Sequencing technologies are essential tools in biomedical research, enabling the exploration of genetic and molecular mechanisms underlying diseases. By decoding DNA and RNA sequences, researchers can identify mutations, genetic variations, and gene expression patterns, which contribute to better understanding, diagnosis, and treatment of various diseases. From whole-genome sequencing (WGS) to RNA-sequencing (RNA-seq), these technologies help reveal the genetic basis of disorders, allowing for targeted therapies and personalized medicine.

Transcriptomic Analysis

Transcriptomic Profiling, Functional Annotation, and Differentially Expressed Genes (DEGs)

Whole transcriptome sequencing (RNA-seq) provides critical insights into the molecular mechanisms that govern biological processes, making it an essential tool for biomedical research. By comparing treatment and control datasets, researchers can identify differentially expressed genes (DEGs), which helps to highlight how specific conditions or treatments influence gene expression in different cell types. This data can aid in diagnosing genetic diseases by comparing DEGs with known genetic markers, and can also help determine disease progression by quantifying expression changes linked to specific disease stages.

(Stored data entries)
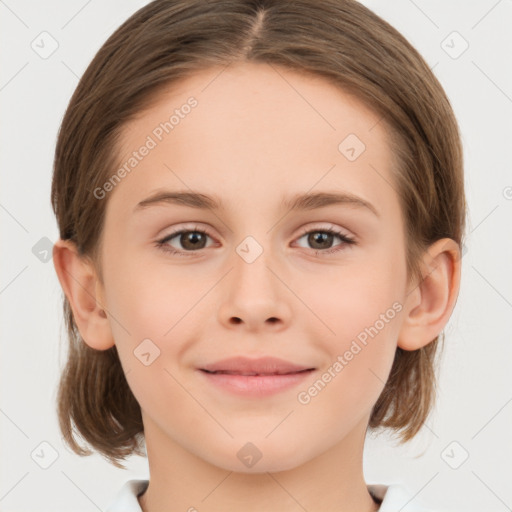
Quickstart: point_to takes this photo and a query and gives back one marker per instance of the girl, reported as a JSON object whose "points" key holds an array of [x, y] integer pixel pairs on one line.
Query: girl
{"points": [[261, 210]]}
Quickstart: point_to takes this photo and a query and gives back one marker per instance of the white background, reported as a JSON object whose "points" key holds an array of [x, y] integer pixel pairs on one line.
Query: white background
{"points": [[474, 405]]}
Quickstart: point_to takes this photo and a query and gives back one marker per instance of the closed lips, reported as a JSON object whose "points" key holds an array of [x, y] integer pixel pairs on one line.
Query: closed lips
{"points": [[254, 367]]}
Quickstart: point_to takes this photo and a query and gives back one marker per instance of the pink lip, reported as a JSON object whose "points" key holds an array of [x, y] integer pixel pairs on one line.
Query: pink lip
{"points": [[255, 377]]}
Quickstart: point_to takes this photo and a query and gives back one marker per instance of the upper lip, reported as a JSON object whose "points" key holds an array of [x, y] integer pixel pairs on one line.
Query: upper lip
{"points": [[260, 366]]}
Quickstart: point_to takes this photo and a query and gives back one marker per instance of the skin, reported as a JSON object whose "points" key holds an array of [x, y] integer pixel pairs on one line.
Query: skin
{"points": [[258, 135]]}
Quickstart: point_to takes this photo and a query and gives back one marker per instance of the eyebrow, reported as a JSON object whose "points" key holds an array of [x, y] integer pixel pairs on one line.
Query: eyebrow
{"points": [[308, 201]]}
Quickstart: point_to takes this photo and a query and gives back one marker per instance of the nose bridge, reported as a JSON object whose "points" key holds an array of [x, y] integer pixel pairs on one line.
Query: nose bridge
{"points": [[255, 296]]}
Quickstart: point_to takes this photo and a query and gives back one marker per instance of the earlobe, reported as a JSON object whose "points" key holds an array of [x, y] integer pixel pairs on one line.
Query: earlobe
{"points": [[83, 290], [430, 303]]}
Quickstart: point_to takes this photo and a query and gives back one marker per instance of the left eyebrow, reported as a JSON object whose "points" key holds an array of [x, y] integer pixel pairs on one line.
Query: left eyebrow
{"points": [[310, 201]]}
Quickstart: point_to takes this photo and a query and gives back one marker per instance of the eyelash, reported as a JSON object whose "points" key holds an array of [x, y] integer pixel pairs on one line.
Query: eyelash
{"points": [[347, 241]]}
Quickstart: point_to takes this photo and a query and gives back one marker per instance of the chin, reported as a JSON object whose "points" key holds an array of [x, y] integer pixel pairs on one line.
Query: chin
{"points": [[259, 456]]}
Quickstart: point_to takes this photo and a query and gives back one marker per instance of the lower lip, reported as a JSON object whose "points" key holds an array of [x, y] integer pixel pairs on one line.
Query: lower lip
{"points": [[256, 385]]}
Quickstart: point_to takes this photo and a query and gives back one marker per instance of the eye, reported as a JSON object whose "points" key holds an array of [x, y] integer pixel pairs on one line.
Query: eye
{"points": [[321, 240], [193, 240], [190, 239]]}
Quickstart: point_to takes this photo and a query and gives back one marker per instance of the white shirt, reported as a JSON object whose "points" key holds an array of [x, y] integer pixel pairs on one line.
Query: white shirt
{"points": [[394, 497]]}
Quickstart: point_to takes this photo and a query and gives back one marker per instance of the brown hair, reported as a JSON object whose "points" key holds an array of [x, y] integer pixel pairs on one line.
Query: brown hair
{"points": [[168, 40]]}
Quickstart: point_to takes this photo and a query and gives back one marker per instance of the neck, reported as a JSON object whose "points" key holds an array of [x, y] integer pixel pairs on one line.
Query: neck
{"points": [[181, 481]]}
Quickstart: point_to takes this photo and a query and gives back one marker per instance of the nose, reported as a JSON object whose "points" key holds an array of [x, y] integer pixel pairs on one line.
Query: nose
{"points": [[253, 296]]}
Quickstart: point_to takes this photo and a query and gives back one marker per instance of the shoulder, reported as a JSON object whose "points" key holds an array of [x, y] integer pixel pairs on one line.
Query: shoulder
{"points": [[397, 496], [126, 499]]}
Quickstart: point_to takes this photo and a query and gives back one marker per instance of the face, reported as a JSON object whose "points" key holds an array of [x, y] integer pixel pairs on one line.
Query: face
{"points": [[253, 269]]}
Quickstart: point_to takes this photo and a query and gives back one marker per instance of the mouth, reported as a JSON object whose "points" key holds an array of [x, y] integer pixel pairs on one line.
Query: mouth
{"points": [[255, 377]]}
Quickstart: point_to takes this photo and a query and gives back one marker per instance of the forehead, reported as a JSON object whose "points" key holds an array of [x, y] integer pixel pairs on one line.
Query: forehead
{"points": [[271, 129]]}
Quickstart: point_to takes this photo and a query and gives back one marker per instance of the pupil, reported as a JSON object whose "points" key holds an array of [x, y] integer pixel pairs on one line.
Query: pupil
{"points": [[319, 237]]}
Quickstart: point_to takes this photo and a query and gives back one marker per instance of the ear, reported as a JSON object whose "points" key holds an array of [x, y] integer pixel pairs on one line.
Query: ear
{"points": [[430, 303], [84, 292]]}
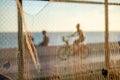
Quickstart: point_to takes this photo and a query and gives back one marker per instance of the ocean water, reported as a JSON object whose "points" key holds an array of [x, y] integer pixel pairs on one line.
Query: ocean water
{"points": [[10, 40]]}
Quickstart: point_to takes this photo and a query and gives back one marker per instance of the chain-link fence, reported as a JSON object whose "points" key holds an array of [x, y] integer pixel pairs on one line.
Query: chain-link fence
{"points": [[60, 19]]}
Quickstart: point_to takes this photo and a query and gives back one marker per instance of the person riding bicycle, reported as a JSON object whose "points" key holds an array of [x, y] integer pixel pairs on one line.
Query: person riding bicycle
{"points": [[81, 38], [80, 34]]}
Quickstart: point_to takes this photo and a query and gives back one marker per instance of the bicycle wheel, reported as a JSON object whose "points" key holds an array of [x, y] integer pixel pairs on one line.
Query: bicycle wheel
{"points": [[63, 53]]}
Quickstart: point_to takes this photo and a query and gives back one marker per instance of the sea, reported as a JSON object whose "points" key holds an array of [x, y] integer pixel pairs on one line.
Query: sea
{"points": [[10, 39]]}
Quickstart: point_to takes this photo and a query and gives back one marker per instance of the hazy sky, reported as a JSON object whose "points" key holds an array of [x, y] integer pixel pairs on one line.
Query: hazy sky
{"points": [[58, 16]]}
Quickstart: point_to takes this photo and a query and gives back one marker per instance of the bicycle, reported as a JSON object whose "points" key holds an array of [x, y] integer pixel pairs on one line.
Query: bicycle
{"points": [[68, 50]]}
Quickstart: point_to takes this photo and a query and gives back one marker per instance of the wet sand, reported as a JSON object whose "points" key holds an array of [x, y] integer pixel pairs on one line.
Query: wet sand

EXERCISE TASKS
1. In the sequencing technologies text, what can researchers identify by comparing treatment and control datasets?
2. Extend the text on sequencing technologies with a further paragraph that picks up after its final sentence.
These items come from a separate source.

RESPONSES TO THE EXERCISE
1. Differentially expressed genes (DEGs).

2.
In one of my projects, I developed a pipeline to identify DEGs from RNA-sequencing data, as detailed in my publication (Van NT La et al., 2021). This pipeline allows for the comprehensive analysis of transcriptomic data, helping to identify significant gene expression changes under various experimental conditions. While this project primarily focused on Hevea brasiliensis (rubber tree), the pipeline is versatile and can easily be adapted for RNA-seq data analysis in other biological systems, including human health studies. For example, the same approach could be applied to understand molecular mechanisms in diseases like cancer, cardiovascular disorders, or infectious diseases.

Functional annotation then helps elucidate the molecular functions, biological processes, and subcellular locations of the genes. This provides a clearer understanding of how these genes contribute to the condition being studied. The pipeline integrates bioinformatics tools that can be employed for gene function annotation, helping researchers to infer biological pathways and potential therapeutic targets.

Analyzing DEGs with Machine Learning Methods

After identifying DEGs, the next step is to further analyze the results using machine learning techniques. Machine learning provides a powerful approach to classify cell types, identify key features, and predict outcomes based on gene expression data.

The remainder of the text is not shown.